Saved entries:
============

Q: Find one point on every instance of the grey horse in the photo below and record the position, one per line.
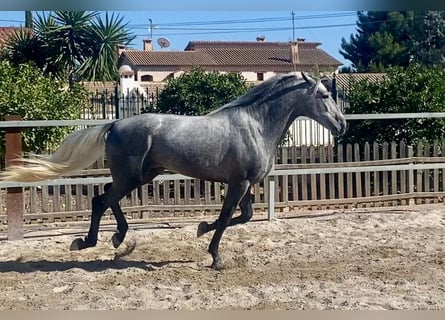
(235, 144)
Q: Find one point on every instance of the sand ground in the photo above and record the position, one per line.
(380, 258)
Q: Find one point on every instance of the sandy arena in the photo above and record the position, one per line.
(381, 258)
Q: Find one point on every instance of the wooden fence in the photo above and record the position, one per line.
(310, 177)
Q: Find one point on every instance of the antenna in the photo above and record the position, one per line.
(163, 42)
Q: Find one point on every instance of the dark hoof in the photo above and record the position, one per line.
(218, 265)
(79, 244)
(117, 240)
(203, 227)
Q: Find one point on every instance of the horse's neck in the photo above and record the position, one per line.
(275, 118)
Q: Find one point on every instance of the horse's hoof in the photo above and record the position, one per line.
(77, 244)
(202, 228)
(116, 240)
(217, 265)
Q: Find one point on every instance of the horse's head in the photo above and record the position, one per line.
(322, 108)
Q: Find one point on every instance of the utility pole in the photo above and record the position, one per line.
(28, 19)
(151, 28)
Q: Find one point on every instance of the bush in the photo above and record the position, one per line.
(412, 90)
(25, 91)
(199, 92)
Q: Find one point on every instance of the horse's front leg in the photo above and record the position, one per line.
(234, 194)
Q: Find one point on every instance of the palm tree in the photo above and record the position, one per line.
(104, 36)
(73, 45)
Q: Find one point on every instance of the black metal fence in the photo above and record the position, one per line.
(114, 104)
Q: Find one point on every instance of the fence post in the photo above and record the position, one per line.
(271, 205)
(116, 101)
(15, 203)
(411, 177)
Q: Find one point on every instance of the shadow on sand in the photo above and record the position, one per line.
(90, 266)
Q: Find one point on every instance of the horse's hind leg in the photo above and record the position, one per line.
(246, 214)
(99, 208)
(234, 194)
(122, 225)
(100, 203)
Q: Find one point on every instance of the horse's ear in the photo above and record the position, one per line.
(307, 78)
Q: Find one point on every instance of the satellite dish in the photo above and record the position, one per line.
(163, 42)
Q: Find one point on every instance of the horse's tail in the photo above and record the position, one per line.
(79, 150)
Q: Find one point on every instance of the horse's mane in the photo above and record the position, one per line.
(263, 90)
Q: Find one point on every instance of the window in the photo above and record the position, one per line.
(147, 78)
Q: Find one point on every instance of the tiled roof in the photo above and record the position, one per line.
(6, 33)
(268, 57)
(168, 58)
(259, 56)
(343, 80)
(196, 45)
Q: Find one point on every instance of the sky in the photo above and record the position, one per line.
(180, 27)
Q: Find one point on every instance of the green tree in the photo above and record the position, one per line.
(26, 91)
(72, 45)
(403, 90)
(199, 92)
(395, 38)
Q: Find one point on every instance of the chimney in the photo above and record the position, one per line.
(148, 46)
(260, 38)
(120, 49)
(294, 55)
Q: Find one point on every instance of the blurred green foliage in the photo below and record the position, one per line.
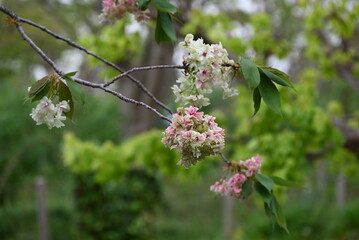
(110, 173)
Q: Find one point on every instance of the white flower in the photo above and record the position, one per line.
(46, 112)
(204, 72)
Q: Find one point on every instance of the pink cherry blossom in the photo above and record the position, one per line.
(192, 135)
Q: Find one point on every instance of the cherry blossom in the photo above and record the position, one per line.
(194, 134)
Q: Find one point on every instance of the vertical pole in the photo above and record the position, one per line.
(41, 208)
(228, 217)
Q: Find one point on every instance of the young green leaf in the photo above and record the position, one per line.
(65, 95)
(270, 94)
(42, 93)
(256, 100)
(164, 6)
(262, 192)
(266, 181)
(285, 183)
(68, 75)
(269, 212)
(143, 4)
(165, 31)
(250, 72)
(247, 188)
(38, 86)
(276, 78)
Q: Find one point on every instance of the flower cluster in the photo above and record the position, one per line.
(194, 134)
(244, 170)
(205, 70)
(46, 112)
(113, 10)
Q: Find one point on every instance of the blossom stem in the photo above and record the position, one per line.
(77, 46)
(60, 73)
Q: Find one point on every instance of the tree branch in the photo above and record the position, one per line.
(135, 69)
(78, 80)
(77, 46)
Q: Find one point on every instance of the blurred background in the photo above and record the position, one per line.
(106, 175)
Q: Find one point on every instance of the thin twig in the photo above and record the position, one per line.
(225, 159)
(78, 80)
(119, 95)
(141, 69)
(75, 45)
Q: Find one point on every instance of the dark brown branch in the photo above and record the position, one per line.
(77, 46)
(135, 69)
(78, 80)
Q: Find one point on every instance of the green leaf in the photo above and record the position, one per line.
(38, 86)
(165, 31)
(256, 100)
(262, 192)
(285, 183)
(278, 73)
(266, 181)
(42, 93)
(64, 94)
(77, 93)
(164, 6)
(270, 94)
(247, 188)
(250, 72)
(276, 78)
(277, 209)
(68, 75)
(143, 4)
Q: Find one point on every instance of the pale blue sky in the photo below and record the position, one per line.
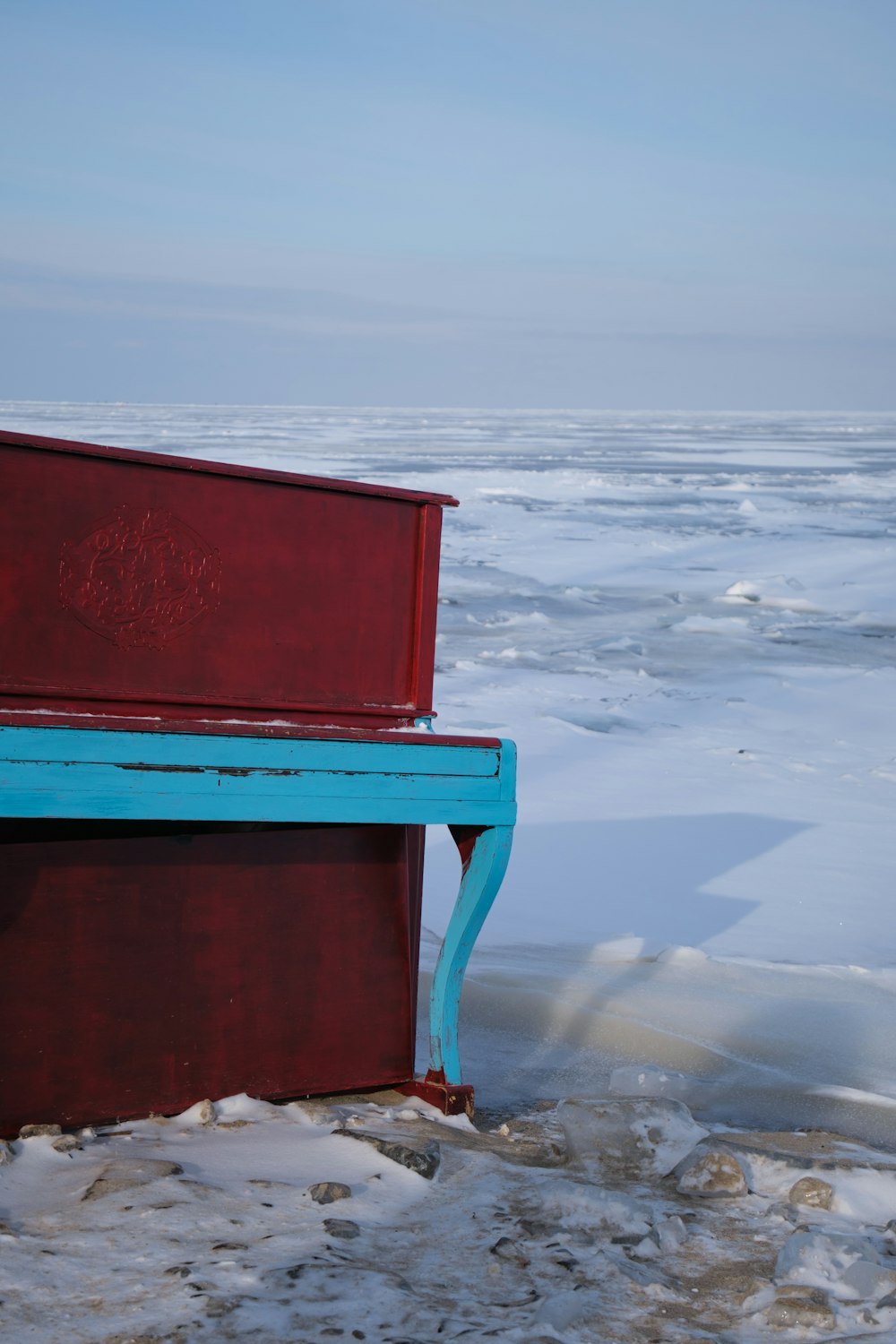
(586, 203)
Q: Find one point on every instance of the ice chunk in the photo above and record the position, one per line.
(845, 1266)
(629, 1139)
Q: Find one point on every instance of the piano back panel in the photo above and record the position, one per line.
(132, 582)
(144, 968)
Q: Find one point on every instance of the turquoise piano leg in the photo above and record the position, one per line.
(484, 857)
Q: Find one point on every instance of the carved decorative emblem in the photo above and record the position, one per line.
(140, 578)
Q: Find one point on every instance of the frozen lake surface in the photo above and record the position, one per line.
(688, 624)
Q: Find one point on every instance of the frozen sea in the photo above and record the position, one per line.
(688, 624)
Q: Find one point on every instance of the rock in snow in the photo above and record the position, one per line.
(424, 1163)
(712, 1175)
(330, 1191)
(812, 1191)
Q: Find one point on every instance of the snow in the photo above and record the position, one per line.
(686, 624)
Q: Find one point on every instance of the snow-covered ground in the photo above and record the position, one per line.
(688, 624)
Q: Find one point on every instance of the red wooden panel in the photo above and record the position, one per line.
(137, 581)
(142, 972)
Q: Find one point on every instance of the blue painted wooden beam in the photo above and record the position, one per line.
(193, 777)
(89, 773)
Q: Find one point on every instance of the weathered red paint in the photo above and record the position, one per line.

============

Try it →
Copy all of the records verbatim, omitting the pictures.

Response to the exercise →
Q: Find one point on every instance of the grey horse in the photo below and record the position, one per line.
(235, 144)
Q: Find one point on every instance of the sand ground in the photo above and record the position, one per line.
(380, 258)
Q: Find one point on every instance of the sandy arena in the photo above and record the position, one per line.
(381, 258)
Q: Find one point on every instance of the wooden fence in the photo above and record the position, one per line.
(310, 177)
Q: Find one point on every instance of the antenna in the photo above and record the position, one per line.
(163, 42)
Q: Find one point on every instance of the dark hoof in the photo above and record the position, one per line.
(218, 265)
(79, 244)
(117, 240)
(203, 227)
Q: Find one point on every instance of the horse's neck in the photo above and record the position, one per line.
(275, 118)
Q: Find one point on every instance of the horse's hoof in the photo above and record the position, one per line.
(77, 244)
(202, 228)
(116, 240)
(217, 265)
Q: Find one point on every instance of the horse's head in the photo above and record the position, one per line.
(322, 108)
Q: Find one point on every instance of the utility pole in the photo above and record the position, one per line.
(28, 19)
(151, 28)
Q: Find one point on every instance of the bush in the photo above and record the position, one per line.
(412, 90)
(25, 91)
(199, 92)
Q: Find one point on every instance of the horse's front leg in the photo above and record the position, one per line.
(234, 194)
Q: Find one point on every instance of the palm tree in the photo above and record the position, one per line.
(104, 36)
(73, 45)
Q: Find one point on every instance of the black metal fence in the photo above and record the position, one per line.
(114, 104)
Q: Find one point on every instance of the fence post in the photo above and record the position, one per line.
(271, 205)
(116, 101)
(15, 203)
(411, 177)
Q: Find one point on every instance of the shadow on sand in the photo above and record the position, one per line.
(90, 266)
Q: Find one point on every instance of the horse's hind leg in the photo above and record the position, one per line.
(246, 214)
(99, 208)
(234, 194)
(122, 225)
(100, 203)
Q: Find one point on every instance of the horse's ear in the photo above and record the position, one per line.
(307, 78)
Q: Find one point on every instance of the satellite dish in the photo above and record the position, one per line.
(163, 42)
Q: Find one point on every instance of the horse's tail in the photo above and record the position, one per line.
(79, 150)
Q: Find one point on every instance of the horse's mane in the photo above and record the position, one per line.
(263, 90)
Q: Find one point on every instance of the window in the photo above and record the position, one per line.
(147, 78)
Q: Find one point on every instance of the tiled roof in the photo above and record the position, one per line.
(6, 33)
(268, 57)
(168, 58)
(259, 56)
(343, 80)
(196, 45)
Q: Find one point on every instance of the sky in the photo above and record the position, one per line.
(180, 27)
Q: Find one point on every instance of the green tree in the photo above and record the position, one per line.
(26, 91)
(72, 45)
(403, 90)
(199, 92)
(395, 38)
Q: Find one point on every instance of the chimney in the photo above and record the position, one per line.
(148, 46)
(260, 38)
(120, 49)
(294, 55)
Q: Find one point on every instance of the blurred green foliage in the photo below and record the position, one per line.
(110, 173)
Q: Find one point on every instance of the white flower in the photo above and record the position, one per line.
(46, 112)
(204, 72)
Q: Find one point on every instance of the pink cherry blossom in the photo above and record the position, one per line.
(192, 135)
Q: Find one point on every instance of the cherry blossom in the photo above and record the position, one per line.
(194, 134)
Q: Find one point on every instance of the vertical pole in the photo above and record the position, one per line.
(41, 208)
(228, 217)
Q: Find one point on every instance of the young green leaf in the photo above and record the position, one per line.
(65, 95)
(270, 94)
(42, 93)
(256, 100)
(164, 6)
(262, 192)
(266, 181)
(285, 183)
(68, 75)
(269, 212)
(143, 4)
(165, 31)
(250, 72)
(247, 188)
(38, 86)
(276, 78)
Q: Find one point on every instance of the flower cluster in the photo above and record the position, one per line.
(194, 134)
(244, 170)
(205, 70)
(46, 112)
(113, 10)
Q: Find one point on every instance of the blossom stem in the photo above and record the position, one per line.
(77, 46)
(60, 73)
Q: Find one point on every instance of the tree branch in the photo above and record the position, one per line.
(135, 69)
(78, 80)
(77, 46)
Q: Find one point on every instance of the blurred background in the photo above and record the position, one per line.
(106, 175)
Q: Find one point on every instance of the thin twig in the photo above and record the position, one per line.
(225, 159)
(78, 80)
(119, 95)
(141, 69)
(75, 45)
Q: Find one point on every instance of the dark brown branch in the photo above and record the position, one per line.
(77, 46)
(135, 69)
(78, 80)
Q: Find one point on every instance of the green leaf in the photo above and record the position, one per line.
(38, 86)
(165, 31)
(256, 100)
(262, 192)
(285, 183)
(278, 73)
(266, 181)
(42, 93)
(64, 94)
(77, 93)
(164, 6)
(270, 94)
(247, 188)
(250, 72)
(276, 78)
(277, 209)
(68, 75)
(143, 4)
Q: Find one point on every instance of the pale blue sky in the photo below and record the position, one per line.
(586, 203)
Q: Find one point on every instance of the ice chunk in the photo above and record the position, one per line.
(845, 1266)
(629, 1139)
Q: Find one point on every instance of the piano back panel in the photo above and record the position, one per line.
(132, 582)
(144, 968)
Q: Find one point on every instance of the turquoise piano leg in the photo above and record the position, one per line.
(484, 857)
Q: Find one point on every instance of the carved decorative emblem in the photo above and record the position, one per line.
(140, 578)
Q: Find one point on every instance of the frozen lake surface in the photo above and record the position, one per line.
(688, 624)
Q: Find one point on every instance of the frozen sea in the photo above and record the position, one per line.
(688, 624)
Q: Find one point on every instance of the rock in snow in the photo above and record the position, one per line.
(424, 1163)
(712, 1175)
(330, 1191)
(812, 1191)
Q: Find one point on every instance of the snow in the photo above and record the position, one per line.
(686, 624)
Q: Find one point on every instance of the snow-covered ground in the photo above and record the position, one per line.
(688, 624)
Q: Find one point on every instance of the red wooden panel in the photo above and record the position, one per line.
(137, 581)
(142, 972)
Q: Find one point on every instance of the blue painted wooden beam in the photo above and record the position, one per line.
(193, 777)
(89, 773)
Q: Find one point on every instance of the weathered red paint in the photo above and record the position, one per line.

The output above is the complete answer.